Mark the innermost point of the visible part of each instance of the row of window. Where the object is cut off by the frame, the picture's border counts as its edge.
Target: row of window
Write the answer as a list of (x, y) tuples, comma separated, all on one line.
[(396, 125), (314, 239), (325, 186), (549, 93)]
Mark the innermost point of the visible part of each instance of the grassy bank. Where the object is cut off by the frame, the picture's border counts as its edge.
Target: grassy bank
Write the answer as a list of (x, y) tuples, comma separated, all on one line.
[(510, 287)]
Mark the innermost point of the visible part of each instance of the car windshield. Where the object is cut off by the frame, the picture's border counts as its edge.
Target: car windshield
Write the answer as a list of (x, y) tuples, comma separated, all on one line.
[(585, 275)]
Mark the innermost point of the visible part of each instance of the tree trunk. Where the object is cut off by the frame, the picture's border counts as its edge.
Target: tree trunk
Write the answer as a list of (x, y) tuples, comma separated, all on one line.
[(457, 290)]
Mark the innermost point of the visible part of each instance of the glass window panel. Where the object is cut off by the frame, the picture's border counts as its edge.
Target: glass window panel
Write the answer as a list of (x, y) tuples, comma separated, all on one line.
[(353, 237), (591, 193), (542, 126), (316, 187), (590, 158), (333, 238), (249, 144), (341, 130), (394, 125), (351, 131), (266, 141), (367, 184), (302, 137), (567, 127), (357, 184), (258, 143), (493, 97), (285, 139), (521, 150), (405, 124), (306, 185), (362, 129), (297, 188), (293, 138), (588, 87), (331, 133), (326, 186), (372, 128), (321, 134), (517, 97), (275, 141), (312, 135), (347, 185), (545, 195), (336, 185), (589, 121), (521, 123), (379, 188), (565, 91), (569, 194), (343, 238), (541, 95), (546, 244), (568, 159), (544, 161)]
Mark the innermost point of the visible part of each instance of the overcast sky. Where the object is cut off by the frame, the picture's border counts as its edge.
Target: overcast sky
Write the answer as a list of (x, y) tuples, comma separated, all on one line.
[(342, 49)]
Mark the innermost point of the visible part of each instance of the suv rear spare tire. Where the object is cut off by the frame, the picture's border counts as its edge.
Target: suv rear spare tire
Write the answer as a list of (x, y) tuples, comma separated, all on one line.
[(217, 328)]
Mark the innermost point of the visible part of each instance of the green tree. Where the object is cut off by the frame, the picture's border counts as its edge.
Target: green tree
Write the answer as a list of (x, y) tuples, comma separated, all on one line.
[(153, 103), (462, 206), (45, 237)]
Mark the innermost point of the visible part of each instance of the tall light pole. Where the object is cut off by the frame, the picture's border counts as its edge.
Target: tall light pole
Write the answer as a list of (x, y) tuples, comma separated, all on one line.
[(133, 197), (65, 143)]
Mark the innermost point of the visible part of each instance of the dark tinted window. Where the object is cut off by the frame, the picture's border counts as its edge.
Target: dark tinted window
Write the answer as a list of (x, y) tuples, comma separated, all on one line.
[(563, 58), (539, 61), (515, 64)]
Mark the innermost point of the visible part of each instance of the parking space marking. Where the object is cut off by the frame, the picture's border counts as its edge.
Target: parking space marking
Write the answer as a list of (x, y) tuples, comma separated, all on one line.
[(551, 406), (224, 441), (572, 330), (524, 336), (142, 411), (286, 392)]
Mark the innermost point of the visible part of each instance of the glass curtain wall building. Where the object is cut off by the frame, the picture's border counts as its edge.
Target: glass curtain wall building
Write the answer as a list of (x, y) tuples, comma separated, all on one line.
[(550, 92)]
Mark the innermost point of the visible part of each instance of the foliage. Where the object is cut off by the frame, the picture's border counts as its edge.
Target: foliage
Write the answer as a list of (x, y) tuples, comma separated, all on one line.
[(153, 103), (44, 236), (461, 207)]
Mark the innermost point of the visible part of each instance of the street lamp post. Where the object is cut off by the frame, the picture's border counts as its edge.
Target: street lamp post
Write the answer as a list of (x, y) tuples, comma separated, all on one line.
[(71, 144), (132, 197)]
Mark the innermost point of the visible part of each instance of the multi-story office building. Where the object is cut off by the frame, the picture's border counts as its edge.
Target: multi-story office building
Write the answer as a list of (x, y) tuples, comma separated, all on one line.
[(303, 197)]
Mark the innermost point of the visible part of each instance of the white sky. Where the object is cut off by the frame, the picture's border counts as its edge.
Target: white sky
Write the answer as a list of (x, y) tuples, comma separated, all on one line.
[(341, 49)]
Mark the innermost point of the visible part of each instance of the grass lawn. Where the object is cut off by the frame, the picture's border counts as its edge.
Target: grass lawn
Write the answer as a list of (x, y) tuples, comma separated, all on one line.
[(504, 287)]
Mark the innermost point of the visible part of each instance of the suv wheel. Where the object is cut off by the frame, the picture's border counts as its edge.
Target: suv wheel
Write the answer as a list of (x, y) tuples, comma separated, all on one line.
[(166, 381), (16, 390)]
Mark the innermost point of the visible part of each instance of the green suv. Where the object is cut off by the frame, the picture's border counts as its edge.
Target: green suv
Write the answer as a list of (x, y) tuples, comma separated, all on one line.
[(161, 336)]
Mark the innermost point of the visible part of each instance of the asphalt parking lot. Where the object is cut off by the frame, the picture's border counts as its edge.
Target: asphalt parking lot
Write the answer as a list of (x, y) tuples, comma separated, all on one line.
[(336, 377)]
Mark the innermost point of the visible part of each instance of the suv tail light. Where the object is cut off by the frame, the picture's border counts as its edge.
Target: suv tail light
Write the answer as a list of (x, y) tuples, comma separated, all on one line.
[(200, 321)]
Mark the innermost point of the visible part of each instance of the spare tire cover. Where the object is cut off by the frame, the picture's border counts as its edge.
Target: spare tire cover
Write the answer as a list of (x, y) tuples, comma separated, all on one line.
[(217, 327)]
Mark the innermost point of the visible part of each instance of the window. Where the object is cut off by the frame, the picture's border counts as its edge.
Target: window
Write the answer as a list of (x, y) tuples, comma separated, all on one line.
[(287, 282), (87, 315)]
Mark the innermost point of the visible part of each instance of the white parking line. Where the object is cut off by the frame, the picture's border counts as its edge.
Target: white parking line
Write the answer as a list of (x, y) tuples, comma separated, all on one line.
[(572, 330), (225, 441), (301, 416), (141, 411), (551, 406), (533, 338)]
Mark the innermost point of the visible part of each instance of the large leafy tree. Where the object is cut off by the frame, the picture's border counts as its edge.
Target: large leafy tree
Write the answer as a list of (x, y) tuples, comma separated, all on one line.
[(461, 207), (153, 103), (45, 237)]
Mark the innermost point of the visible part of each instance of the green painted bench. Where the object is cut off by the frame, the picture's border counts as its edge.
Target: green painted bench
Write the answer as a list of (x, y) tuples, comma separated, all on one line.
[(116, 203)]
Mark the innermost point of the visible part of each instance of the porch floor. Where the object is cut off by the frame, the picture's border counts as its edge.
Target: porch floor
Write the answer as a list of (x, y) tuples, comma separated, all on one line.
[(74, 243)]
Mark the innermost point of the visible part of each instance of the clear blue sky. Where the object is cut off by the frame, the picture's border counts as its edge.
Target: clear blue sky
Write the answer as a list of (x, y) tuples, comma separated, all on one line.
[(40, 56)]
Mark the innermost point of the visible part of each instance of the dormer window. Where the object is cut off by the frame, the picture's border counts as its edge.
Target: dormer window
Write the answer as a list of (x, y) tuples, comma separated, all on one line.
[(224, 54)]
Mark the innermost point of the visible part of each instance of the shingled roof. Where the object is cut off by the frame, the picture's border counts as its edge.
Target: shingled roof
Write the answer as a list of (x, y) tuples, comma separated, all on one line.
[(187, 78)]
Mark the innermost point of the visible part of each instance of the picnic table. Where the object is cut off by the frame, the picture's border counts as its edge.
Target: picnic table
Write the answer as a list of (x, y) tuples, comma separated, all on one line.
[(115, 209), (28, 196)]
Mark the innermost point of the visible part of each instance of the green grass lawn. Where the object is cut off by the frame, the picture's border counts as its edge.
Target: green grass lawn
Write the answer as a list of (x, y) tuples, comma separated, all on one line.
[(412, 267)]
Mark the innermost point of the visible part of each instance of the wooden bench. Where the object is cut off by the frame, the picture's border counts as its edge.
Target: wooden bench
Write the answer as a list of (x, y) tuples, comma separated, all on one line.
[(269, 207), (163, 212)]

━━━━━━━━━━━━━━━━━━━━

_Given problem_
Please quote exactly the lines from the one containing "the green grass" through the last line of the records above, both included, and nothing else.

_Finished task_
Mark the innermost point of the visible part of each instance of the green grass lawn. Where the object is cut off by the frame, the picture's border counts as its edge.
Target: green grass lawn
Write the answer as a list of (x, y) tuples, comma separated, all on one line.
[(412, 267)]
Mark the innermost point of the visible part of each instance of the wooden bench. Where the object is cut off by the frame, the picture's border counts as its edge.
Target: wooden bench
Write the answer as a list of (x, y) tuples, comma separated, all on one line.
[(269, 207), (163, 212)]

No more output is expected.